WRITTEN INSTRUCTION:
Could you shift every coordinate in the answers by adding 94 to it, then write out all of the lines below again, requests included?
==========
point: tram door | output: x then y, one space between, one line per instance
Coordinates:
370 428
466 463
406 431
==========
ANSWER TO THIS EXERCISE:
point: tram door | output: x then y, one space between, one line per instance
Coordinates:
464 522
560 557
500 525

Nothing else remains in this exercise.